• [WHAT TO WORK ON] Retype every entry precisely and keep each line whole.

• [RECORDS SUPPLIED]
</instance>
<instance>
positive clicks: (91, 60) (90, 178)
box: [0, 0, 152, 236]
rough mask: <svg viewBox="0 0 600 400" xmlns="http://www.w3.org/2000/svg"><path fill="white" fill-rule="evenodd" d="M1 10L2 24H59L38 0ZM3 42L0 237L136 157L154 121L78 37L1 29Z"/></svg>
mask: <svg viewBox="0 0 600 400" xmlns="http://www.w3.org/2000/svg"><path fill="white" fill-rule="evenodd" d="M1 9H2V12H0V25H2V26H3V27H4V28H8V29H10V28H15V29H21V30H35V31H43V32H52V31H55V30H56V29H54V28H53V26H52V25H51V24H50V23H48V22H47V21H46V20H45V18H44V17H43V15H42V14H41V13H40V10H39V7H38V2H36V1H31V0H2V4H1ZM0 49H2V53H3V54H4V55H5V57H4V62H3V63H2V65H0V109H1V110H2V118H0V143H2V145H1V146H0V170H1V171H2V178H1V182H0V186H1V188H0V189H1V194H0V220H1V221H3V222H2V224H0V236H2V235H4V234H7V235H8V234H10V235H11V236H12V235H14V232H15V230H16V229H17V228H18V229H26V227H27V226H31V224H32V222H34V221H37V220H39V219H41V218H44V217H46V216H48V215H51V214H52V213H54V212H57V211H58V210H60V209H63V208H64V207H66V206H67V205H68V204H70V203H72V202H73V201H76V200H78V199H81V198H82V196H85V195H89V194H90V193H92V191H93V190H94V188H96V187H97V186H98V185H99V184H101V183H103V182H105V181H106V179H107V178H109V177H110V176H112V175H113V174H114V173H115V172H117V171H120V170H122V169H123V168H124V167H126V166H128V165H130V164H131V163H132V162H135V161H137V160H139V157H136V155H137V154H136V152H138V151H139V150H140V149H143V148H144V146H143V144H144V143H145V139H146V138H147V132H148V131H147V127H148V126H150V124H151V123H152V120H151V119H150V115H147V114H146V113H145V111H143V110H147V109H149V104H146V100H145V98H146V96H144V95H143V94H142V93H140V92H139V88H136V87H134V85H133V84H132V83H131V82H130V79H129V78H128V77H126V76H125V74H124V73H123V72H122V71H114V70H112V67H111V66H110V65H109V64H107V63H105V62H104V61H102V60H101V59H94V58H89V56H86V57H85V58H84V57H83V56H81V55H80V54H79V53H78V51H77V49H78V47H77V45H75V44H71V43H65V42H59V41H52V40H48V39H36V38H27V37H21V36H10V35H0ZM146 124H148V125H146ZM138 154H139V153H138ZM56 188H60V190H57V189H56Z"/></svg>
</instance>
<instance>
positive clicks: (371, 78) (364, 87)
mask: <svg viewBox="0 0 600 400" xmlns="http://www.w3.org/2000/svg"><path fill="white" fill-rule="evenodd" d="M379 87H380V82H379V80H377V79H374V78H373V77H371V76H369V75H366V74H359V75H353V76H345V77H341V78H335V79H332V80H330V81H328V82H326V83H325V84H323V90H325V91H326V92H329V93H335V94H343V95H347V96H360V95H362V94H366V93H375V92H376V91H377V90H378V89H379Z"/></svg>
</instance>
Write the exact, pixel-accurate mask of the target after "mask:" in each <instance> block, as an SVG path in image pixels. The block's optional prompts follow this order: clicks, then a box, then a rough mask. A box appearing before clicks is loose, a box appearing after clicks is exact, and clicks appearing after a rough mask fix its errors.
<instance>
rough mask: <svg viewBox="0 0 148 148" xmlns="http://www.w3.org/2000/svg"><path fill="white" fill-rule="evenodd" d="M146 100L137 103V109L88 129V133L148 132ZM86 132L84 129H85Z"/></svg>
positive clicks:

• [WRITTEN REPLY]
</instance>
<instance>
positive clicks: (91, 60) (90, 178)
box: [0, 0, 152, 236]
rough mask: <svg viewBox="0 0 600 400" xmlns="http://www.w3.org/2000/svg"><path fill="white" fill-rule="evenodd" d="M1 10L2 24H59L38 0ZM3 42L0 237L136 157L154 121L78 37L1 29Z"/></svg>
mask: <svg viewBox="0 0 600 400" xmlns="http://www.w3.org/2000/svg"><path fill="white" fill-rule="evenodd" d="M1 9H2V12H0V25H2V26H3V27H4V28H8V29H10V28H15V29H21V30H35V31H43V32H52V31H55V30H56V29H54V28H53V26H52V25H51V24H50V23H48V22H47V21H46V20H45V18H44V17H43V15H42V14H41V13H40V10H39V7H38V2H36V1H31V0H2V4H1ZM0 49H2V53H3V54H4V55H5V57H4V62H3V63H2V65H0V109H1V110H2V118H0V143H2V145H1V146H0V170H1V171H2V178H1V182H0V186H1V188H0V189H1V194H0V220H1V221H3V222H2V224H0V236H2V235H4V234H7V235H8V234H10V235H11V236H12V235H14V232H15V230H16V229H17V228H18V229H26V227H27V226H31V224H32V222H34V221H37V220H39V219H41V218H44V217H46V216H48V215H51V214H52V213H54V212H57V211H58V210H60V209H63V208H64V207H66V206H67V205H68V204H70V203H72V202H73V201H76V200H78V199H81V198H82V196H85V195H89V194H90V193H92V191H93V190H94V188H96V187H97V186H98V185H99V184H101V183H103V182H105V181H106V179H107V178H109V177H110V176H112V175H113V174H114V173H115V172H117V171H120V170H122V169H123V168H124V167H126V166H128V165H130V164H131V163H132V162H135V161H137V160H139V157H136V155H137V154H136V152H138V151H139V150H140V149H143V148H144V146H143V144H144V143H145V139H146V138H147V132H148V131H147V127H148V126H150V124H151V123H152V120H151V119H150V115H147V114H146V113H145V111H143V110H147V109H149V104H146V100H145V98H146V96H144V95H143V94H142V93H140V92H139V88H136V87H134V85H133V84H132V83H131V82H130V79H129V78H128V77H126V76H125V74H124V73H123V72H122V71H114V70H112V67H111V66H110V65H109V64H107V63H105V62H104V61H102V60H101V59H94V58H89V56H86V57H85V58H84V57H83V56H81V55H80V54H79V53H78V51H77V49H78V47H77V45H75V44H71V43H65V42H59V41H52V40H48V39H36V38H27V37H21V36H10V35H0ZM146 124H148V125H146ZM138 154H139V153H138ZM56 188H60V190H57V189H56Z"/></svg>
</instance>
<instance>
positive clicks: (371, 78) (364, 87)
mask: <svg viewBox="0 0 600 400" xmlns="http://www.w3.org/2000/svg"><path fill="white" fill-rule="evenodd" d="M379 87H380V82H379V80H377V79H374V78H373V77H371V76H369V75H366V74H359V75H353V76H345V77H341V78H335V79H332V80H330V81H328V82H326V83H325V84H323V90H325V91H326V92H329V93H335V94H343V95H347V96H360V95H362V94H366V93H375V92H376V91H377V90H378V89H379Z"/></svg>
</instance>
Write the exact, pixel-accurate mask of the target after "mask:" in each <instance> block, as an SVG path in image pixels. The block's optional prompts follow this order: clicks, then a box, then a rough mask. A box appearing before clicks is loose, a box appearing after clicks is exact, and clicks appearing after a rough mask fix its errors.
<instance>
rough mask: <svg viewBox="0 0 148 148" xmlns="http://www.w3.org/2000/svg"><path fill="white" fill-rule="evenodd" d="M146 100L137 103V109L88 129V133L148 132ZM86 132L84 129H85Z"/></svg>
positive clicks:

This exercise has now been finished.